**About this task:**
Only the pictures are to be left out; please reproduce everything else in the data exactly.

**Supplied material:**

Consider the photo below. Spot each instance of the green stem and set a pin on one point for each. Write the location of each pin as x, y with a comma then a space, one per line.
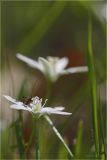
48, 91
19, 136
37, 140
79, 140
58, 134
93, 87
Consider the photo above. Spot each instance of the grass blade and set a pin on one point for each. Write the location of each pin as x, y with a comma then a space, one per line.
58, 134
92, 78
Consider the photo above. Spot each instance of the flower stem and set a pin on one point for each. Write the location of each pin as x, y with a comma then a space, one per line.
58, 134
37, 140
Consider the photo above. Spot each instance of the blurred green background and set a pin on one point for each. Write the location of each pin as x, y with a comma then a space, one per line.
52, 28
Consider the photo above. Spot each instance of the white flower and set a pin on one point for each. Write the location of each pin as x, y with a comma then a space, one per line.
52, 67
36, 107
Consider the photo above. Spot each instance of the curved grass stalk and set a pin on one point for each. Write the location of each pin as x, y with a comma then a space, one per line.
58, 134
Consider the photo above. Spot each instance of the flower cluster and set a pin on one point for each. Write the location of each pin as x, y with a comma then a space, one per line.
36, 107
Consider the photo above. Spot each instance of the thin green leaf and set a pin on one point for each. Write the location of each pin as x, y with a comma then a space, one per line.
92, 78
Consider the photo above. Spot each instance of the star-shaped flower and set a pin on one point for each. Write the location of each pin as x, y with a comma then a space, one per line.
52, 67
36, 107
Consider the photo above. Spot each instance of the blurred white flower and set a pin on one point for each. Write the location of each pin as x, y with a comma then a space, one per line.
52, 67
35, 106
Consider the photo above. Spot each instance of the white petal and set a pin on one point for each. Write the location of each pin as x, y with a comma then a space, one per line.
61, 64
29, 61
59, 108
12, 100
20, 107
75, 70
44, 63
9, 98
49, 110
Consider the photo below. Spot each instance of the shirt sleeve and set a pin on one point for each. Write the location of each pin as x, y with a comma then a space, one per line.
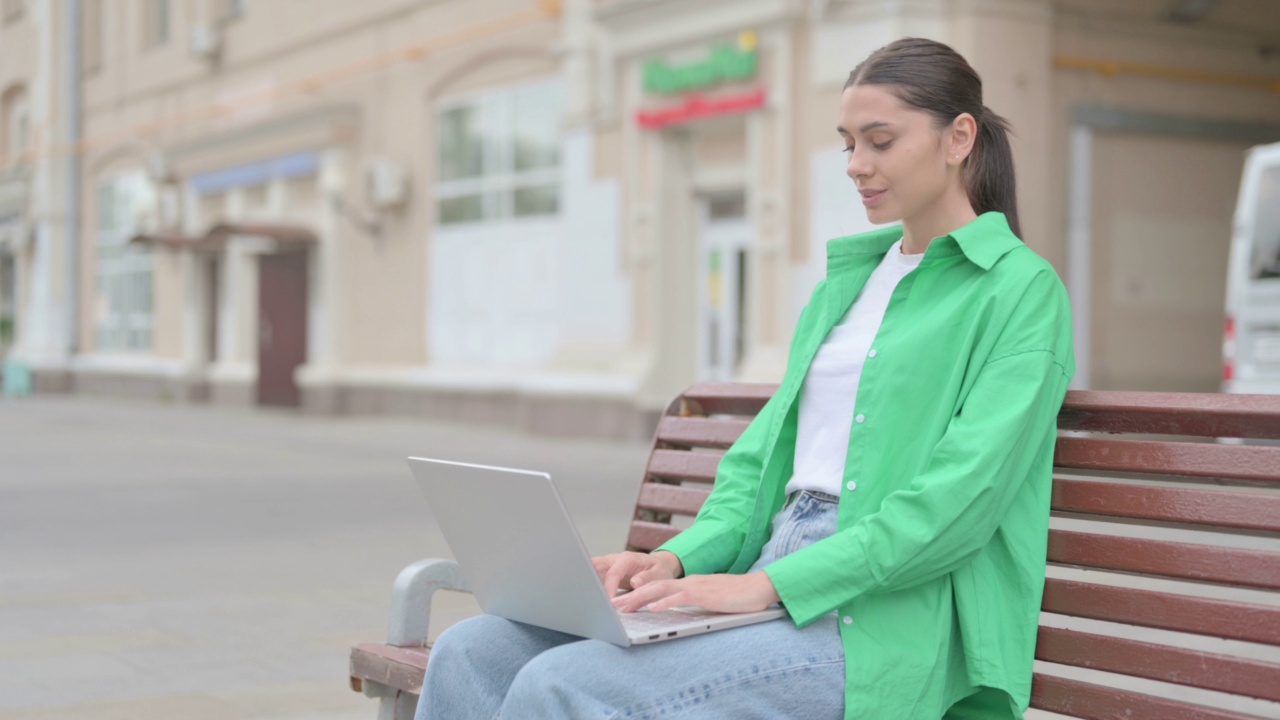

**Result below:**
Consider the photo below. Spot each instance of the green stem and set a pin on one point for each. Write the location of each pin as x, y with a comma then a space, one per line.
48, 91
19, 136
37, 140
79, 140
58, 134
93, 87
Consider the photo above. Spot each instance of the grass blade and set a pin on one point for each. Write the location of each pin as x, y with a comma then a space, one per line.
58, 134
92, 78
Consider the photo above. Spot each instance of the flower stem and set a pin on one point for each. Write the location of each pin as x, y with a comma then a space, one per line.
58, 134
37, 140
Consider the photo above. Spot each instance of the blurred green background and set a pin on one point for each. Write the location of each pin as x, y with a comma then a space, one per line.
52, 28
Consider the photo above. Spot each instance of the white flower and set a pin on one point for each. Write the location of each pin as x, y with a comma then a space, one per line.
52, 67
36, 107
Consider the photo above. Spot each instance of the curved grass stalk and set a pin on one point for each. Write the location of each pin as x, y with a comma then a space, one per line.
58, 134
Consider the photo above. Spot each instance of the flower cluster and set a pin on one point for each. Write the location of each pin as x, y with a comma then a space, one per line.
36, 107
Consider the photo above. Spot each instance of the thin green leaf and set a pin on one point for each. Write the location of each pin as x, y with a comma then a space, one per line.
92, 78
Consider the photo above. Spot each instance of the star-shaped flower and set a pin on one point for each. Write the location of each pin as x, y with a comma then a space, one per line.
52, 67
36, 107
Consider the photo above. Spot each instance of the blurred white flower and set a pin on one point for each. Write the location of each pin as x, y with a comma then a space, one per line.
52, 67
35, 106
Consider the photo above. Spot each instance of the white petal and set a pin on one point for each. Write the location of each pin as x, y with a comma then a space, one per line.
61, 64
29, 61
59, 108
12, 100
20, 107
75, 70
44, 63
9, 98
49, 110
Consider the photo below. Spot each instance of the shirt sleeve and set a pin on one point for each. Write the location of each pin as x, y with a comma then a space, one per line.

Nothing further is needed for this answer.